■ WHAT IS NEEDED
Display every line below that includes the word "floor".

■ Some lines
☆ ☆ ☆
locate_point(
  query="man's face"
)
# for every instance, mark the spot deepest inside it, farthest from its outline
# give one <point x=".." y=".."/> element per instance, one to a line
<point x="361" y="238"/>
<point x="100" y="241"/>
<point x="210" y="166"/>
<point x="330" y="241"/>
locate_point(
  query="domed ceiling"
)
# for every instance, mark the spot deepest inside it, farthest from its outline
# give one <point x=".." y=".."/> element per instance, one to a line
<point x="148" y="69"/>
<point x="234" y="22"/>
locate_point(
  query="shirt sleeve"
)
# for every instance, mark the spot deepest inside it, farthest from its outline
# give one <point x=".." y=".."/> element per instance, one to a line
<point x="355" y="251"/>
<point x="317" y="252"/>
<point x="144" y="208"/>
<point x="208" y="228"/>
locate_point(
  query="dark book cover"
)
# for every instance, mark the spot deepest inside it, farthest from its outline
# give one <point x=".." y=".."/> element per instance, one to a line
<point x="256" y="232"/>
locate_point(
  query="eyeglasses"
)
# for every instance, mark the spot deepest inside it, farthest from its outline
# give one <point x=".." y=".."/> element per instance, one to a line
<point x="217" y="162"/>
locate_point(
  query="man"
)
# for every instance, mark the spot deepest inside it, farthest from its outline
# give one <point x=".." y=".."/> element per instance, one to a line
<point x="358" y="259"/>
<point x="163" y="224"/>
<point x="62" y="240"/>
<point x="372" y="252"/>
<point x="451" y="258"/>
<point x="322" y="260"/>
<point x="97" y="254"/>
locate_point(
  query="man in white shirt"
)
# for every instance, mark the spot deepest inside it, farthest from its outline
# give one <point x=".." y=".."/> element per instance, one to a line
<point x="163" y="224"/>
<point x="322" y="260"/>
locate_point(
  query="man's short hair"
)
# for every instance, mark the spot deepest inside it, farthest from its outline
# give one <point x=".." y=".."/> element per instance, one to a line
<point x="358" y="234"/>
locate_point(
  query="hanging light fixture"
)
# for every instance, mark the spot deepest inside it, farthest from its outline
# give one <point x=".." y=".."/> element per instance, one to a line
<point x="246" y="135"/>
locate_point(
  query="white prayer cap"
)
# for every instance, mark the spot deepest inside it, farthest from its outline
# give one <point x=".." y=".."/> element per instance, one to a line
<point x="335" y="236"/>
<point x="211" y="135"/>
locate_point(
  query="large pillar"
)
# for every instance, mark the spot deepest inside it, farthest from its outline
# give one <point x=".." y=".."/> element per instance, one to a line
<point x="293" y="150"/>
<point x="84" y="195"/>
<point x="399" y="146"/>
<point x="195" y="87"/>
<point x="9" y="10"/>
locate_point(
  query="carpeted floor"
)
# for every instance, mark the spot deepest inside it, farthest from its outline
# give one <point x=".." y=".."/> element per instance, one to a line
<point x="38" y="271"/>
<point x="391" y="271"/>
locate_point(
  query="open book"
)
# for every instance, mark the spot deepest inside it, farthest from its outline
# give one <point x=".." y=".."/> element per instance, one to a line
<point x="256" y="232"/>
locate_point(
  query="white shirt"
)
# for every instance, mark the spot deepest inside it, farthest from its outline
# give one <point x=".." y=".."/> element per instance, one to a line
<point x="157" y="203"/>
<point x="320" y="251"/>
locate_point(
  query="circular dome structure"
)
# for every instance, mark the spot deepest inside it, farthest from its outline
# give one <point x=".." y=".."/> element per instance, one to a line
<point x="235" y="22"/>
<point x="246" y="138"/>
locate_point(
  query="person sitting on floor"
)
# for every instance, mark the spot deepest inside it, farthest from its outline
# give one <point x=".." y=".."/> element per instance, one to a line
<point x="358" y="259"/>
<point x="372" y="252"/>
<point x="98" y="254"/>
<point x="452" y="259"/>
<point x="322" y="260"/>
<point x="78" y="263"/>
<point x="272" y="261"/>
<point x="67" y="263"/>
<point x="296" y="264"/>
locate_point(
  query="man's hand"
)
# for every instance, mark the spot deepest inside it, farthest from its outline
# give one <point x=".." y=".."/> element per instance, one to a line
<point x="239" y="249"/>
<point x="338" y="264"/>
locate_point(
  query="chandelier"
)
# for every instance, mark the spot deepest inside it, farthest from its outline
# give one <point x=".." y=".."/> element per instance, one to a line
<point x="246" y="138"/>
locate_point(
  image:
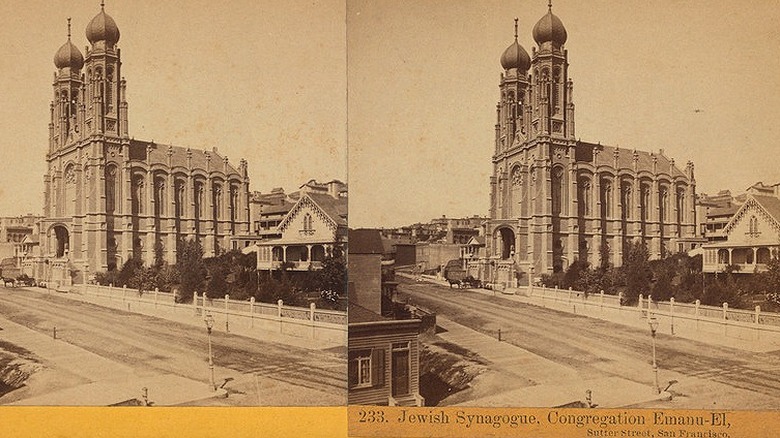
☆ ☆ ☆
■ EXERCISE RESPONSE
  query="carpeted floor"
  query="person sitting on floor"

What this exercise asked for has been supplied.